- TEXT

■ ■ ■ ■ ■

BBC Parsing

Topic: BBC Parsing (Read 39720 times) previous topic - next topic

0 Members and 1 Guest are viewing this topic.

Re: BBC Parsing

Reply #165 – December 14, 2015, 06:30:57 pm

Yeah, I realized that. More commits followed. I forgot the autolink one which I'm not sure if I committed.

Re: BBC Parsing

Reply #166 – December 15, 2015, 04:53:44 pm

On my 1.1 install (which may be at fault here) smileys do not parse in a message.

In a quick look it seems its because $user_info['smiley_set'] is set to '' when you are viewing a topic (loadtheme sets that value) ... so the parser does work, but the image tags are wrong (they lack the smiley sub directory, like default).

I'm still getting used to the new parser, and I'm not sure if this is because its instance is created before loadtheme is called or something else is going on? Need some input form the parser master.

Also in subs where old parse_bbc has been hotwired, there is a return statement which leaves some unreachable code, again could use some input on that.

Re: BBC Parsing

Reply #167 – December 15, 2015, 10:55:55 pm

Smilies: I need to take out all globals from these things. They make my life so difficult. They should still parse but the directory doesn't appear to be correct. I don't know how the order of when it is getting the user's theme has changed at all though. From what I can tell - looking at the call tree - loadTheme() is called before parse() which is the only thing that should be setting up the smiley parser at this point. So, I have no idea how that is getting screwed up. I'm looking in to it but I might need some help there.

■ ■ ■ ■ ■

- DATA SECTION
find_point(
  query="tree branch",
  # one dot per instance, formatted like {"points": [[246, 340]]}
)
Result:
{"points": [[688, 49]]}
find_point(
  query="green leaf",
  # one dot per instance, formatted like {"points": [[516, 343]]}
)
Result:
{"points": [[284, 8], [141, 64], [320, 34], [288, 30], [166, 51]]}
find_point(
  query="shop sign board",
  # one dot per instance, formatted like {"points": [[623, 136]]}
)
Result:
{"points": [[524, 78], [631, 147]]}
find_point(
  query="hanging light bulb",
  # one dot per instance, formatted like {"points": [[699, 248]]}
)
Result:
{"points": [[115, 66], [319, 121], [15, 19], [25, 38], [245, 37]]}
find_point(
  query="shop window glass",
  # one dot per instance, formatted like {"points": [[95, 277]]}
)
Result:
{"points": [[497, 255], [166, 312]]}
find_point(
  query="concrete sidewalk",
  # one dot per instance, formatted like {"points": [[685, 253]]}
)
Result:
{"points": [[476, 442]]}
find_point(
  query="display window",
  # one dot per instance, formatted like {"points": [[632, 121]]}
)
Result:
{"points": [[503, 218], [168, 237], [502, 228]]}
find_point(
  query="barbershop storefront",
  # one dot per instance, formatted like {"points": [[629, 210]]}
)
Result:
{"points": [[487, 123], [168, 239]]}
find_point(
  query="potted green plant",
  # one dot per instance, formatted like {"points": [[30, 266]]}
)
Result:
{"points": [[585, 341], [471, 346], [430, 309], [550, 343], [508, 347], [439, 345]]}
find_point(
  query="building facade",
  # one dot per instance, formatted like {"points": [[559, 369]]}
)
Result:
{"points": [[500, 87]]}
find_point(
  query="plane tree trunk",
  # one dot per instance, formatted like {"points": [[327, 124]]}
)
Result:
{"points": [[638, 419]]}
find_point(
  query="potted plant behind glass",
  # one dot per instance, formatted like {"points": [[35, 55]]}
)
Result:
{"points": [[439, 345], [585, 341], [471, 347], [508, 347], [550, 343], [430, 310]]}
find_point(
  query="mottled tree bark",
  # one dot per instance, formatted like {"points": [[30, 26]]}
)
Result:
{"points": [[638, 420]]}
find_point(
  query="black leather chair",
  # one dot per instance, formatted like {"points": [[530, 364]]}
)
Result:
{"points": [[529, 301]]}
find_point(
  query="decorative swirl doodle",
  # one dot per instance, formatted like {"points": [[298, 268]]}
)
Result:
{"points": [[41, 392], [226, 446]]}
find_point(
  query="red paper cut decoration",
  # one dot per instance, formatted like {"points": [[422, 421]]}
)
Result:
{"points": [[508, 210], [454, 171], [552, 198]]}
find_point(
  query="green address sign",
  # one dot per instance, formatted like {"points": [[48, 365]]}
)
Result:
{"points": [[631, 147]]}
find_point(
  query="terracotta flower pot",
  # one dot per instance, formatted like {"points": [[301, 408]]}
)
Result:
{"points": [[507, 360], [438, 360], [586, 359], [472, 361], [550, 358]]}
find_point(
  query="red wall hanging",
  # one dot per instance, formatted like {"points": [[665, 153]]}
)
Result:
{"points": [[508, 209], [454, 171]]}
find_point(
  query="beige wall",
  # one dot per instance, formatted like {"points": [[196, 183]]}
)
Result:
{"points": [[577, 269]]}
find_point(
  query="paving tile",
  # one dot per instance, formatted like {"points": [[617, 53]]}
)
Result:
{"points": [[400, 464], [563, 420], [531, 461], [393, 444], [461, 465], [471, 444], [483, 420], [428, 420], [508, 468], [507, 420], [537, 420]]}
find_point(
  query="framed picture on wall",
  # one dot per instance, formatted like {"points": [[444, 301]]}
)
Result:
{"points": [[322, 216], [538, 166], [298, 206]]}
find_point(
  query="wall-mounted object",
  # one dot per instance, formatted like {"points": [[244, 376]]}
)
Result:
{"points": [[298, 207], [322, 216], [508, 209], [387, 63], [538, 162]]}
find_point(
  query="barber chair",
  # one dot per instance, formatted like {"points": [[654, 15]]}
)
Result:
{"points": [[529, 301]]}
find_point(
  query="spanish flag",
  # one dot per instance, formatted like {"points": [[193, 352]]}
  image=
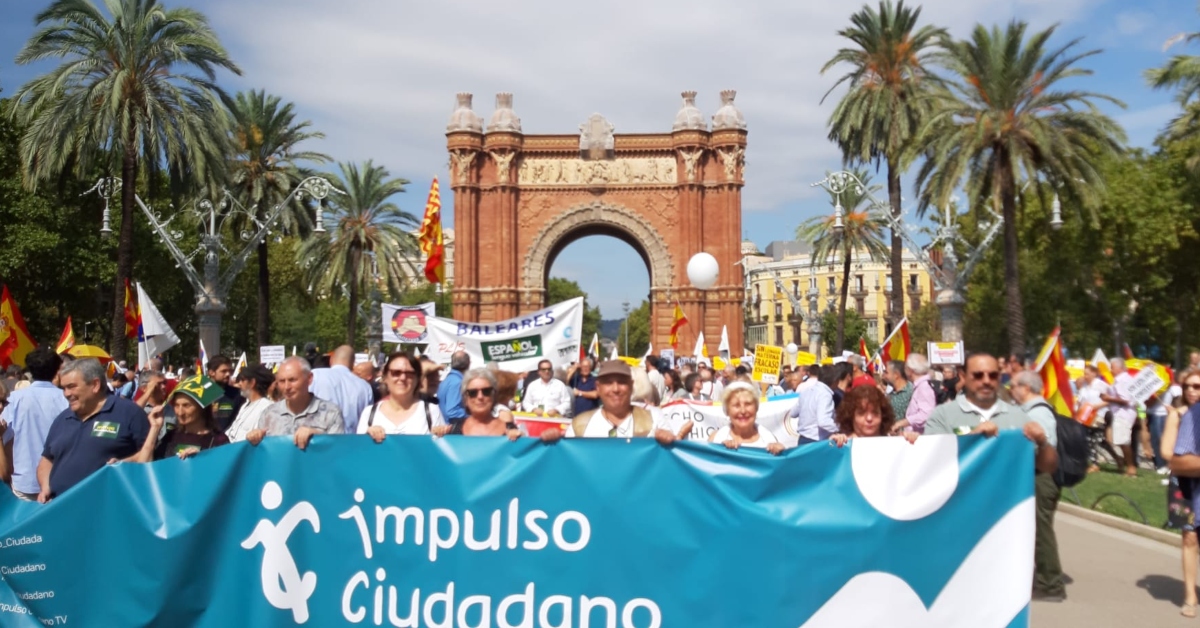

■ ■ ■ ■ ■

- WORK INSTRUCTIONS
A. Answer these questions from the BBC parsing thread:
(i) In Reply #165, which commit does the poster say they forgot?
(ii) In Reply #166, what version is the poster's install?
(iii) In Reply #167, which function does the poster say is called before parse()?
B. Repeat the passage of the BBC parsing thread from "Reply #166 –" to "directory, like default).", with no changes.
Answer using only the BBC parsing thread.

- RESPONSES BY TASK
A.
(i) The autolink one.
(ii) 1.1.
(iii) loadTheme().

B.
Reply #166 – December 15, 2015, 04:53:44 pm

On my 1.1 install (which may be at fault here) smileys do not parse in a message.

In a quick look it seems its because $user_info['smiley_set'] is set to '' when you are viewing a topic (loadtheme sets that value) ... so the parser does work, but the image tags are wrong (they lack the smiley sub directory, like default).